Although Connecticut workers are likely aware that eye protection is supposed to be worn in certain workplaces, tens of thousands of eye injuries still occur annually. In fact, the U.S. Bureau of Labor Statistics estimates that there are more than 20,000 workplace eye injuries each year, many of which result in at least one missed day of work.
Eye injuries can range from a simple, temporary eye strain to more severe trauma. Depending on the severity of the injury, a worker could experience vision loss, permanent damage to the eye and even blindness. Workers and supervisors should look out for certain signs, including pain in the eye, a bulging eye, an unusual shape or size of the pupil and blood in the whites of the eye. Injured workers should be treated at a medical facility as soon as possible.
There are things that employees can do to reduce the risk of suffering eye injuries while on the job. For example, employees should always wear protective eyewear that has been accepted by the American National Standards Institute and is OSHA compliant. Those who work on computers all day should keep the monitor 25 inches away from their eyes and take a 20-second break every 20 minutes.
When employers do not enforce workplace safety procedures, employees could be at risk. Injured workers may suddenly lose their ability to make an income and may face hefty medical bills. However, a workers' compensation attorney could help a victim file a claim. If the claim is disputed by either the employer or the employer's insurance company, legal counsel may continue to work toward a settlement that covers the cost of medical care and a portion of the worker's income.

• _RECORDED DATA_
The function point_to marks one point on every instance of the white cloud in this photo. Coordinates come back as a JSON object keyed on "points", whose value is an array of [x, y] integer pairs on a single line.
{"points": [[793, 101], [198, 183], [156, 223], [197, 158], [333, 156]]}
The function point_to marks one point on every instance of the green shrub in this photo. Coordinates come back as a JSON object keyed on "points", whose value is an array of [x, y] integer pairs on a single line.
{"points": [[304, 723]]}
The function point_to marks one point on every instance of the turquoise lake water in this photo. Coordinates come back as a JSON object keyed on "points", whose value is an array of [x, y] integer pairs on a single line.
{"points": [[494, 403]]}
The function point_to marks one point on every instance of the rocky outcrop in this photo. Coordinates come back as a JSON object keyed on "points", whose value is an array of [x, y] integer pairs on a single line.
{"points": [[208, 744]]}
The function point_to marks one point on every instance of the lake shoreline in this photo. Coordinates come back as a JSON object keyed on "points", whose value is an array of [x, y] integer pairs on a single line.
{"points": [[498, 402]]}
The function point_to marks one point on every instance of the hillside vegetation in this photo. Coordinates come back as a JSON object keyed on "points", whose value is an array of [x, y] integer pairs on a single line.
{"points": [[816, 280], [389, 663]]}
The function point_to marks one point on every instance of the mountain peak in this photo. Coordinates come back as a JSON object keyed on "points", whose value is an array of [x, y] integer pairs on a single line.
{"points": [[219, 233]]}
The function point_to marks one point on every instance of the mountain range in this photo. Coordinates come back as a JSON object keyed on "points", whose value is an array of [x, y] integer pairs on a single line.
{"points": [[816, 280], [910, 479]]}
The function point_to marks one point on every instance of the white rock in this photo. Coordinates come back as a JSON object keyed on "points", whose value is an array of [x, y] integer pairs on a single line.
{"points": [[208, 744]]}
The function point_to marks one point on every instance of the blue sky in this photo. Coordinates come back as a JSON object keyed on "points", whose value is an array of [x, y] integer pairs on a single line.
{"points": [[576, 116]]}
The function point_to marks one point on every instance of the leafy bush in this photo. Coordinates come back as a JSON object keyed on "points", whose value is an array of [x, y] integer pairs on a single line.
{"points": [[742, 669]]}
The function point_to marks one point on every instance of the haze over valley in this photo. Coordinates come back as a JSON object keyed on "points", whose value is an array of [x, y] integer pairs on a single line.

• _EXERCISE REQUIREMENTS_
1. According to the eye injury text, how far from their eyes should people who work on computers all day keep the monitor?
2. Please repeat the portion of the eye injury text starting with "There are things" and going on through "every 20 minutes.".

• _WRITTEN RESPONSES_
1. 25 inches.

2.
There are things that employees can do to reduce the risk of suffering eye injuries while on the job. For example, employees should always wear protective eyewear that has been accepted by the American National Standards Institute and is OSHA compliant. Those who work on computers all day should keep the monitor 25 inches away from their eyes and take a 20-second break every 20 minutes.